Data records

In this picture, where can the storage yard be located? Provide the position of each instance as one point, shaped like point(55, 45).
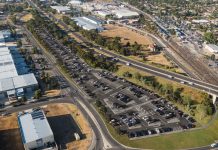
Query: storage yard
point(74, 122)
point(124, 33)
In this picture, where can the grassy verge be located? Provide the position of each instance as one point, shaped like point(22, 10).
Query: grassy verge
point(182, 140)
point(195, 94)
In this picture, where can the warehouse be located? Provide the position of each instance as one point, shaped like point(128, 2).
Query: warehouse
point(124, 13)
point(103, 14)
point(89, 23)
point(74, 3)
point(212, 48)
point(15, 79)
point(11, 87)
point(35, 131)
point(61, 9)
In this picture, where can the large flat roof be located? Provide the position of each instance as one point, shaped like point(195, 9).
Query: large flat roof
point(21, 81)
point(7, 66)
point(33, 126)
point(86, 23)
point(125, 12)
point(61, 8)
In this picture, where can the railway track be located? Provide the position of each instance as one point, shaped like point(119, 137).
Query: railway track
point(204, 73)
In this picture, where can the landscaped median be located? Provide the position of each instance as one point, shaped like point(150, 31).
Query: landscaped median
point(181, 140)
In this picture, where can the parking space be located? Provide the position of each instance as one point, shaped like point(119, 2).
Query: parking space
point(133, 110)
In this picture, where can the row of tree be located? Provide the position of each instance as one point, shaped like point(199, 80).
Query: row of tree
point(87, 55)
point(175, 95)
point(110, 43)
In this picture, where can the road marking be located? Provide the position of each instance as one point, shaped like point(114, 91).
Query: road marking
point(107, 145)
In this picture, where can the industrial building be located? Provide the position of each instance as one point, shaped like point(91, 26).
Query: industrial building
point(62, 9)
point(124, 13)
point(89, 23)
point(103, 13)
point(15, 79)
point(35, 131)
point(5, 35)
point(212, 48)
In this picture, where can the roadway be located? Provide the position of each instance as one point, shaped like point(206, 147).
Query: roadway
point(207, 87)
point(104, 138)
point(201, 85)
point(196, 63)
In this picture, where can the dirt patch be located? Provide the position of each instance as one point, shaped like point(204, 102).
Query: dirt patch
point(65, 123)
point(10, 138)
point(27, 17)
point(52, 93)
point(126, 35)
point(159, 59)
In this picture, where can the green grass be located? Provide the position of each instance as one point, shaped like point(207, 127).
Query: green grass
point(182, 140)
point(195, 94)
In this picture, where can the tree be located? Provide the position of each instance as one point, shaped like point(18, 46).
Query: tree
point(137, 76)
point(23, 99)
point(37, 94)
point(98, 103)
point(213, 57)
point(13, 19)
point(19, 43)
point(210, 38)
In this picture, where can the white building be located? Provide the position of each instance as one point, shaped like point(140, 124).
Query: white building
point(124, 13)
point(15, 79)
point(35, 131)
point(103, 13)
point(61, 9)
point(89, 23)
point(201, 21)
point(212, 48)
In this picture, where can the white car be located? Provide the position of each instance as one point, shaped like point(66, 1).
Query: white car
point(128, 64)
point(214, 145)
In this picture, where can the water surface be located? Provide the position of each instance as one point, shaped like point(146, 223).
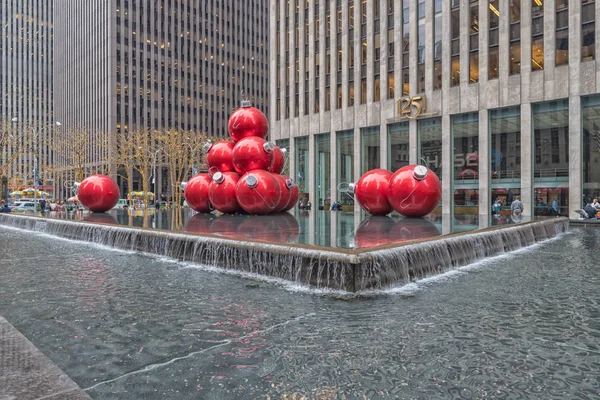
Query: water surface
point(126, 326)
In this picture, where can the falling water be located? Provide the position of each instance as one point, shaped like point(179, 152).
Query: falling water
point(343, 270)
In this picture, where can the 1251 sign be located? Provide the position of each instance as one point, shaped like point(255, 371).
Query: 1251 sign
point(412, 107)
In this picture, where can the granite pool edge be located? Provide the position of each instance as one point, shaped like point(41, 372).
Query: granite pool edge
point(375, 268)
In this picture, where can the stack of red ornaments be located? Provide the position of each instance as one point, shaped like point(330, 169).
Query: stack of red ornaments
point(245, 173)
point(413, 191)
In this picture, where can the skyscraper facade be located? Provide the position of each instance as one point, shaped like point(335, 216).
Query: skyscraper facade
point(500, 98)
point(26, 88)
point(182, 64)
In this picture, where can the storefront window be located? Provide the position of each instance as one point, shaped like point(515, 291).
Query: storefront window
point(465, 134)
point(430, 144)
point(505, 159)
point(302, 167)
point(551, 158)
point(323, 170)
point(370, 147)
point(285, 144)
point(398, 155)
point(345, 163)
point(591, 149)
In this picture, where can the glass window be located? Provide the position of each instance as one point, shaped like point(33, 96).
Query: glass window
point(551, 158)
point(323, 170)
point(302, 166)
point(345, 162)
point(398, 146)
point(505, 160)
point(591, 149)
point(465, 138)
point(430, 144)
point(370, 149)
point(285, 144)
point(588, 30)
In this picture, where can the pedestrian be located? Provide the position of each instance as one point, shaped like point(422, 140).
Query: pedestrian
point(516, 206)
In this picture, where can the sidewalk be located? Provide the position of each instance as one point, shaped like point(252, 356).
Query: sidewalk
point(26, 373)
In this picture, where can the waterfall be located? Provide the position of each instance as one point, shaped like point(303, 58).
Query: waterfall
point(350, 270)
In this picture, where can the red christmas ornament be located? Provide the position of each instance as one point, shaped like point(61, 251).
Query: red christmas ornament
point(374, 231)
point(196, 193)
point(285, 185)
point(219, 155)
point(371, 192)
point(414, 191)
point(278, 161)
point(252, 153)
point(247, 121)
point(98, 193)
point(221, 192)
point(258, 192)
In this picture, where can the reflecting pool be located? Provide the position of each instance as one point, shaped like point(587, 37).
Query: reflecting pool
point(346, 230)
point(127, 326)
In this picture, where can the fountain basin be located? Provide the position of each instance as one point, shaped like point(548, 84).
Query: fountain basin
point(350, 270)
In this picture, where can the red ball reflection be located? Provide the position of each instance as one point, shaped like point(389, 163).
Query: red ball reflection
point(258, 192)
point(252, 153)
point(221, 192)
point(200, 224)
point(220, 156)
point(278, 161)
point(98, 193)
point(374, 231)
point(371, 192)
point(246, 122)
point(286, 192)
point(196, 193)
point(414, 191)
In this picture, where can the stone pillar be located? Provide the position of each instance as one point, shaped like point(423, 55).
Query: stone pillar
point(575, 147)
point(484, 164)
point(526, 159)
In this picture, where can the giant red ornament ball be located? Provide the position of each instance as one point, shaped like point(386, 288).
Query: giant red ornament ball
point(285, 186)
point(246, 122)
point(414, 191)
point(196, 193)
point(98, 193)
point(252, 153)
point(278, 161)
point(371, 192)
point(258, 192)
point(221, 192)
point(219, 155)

EXERCISE TASK: Copy the lines of the listing verbatim, beginning with the line containing "In this picture, where can the 1251" and continuing through the line containing "point(375, 268)".

FULL SOLUTION:
In this picture, where can the 1251 sign be located? Provide the position of each instance as one point, shaped like point(255, 371).
Query: 1251 sign
point(412, 107)
In this picture, where can the granite pool edge be located? Provide the position of each instance as one point, shaped like point(41, 372).
Query: granite pool edge
point(375, 268)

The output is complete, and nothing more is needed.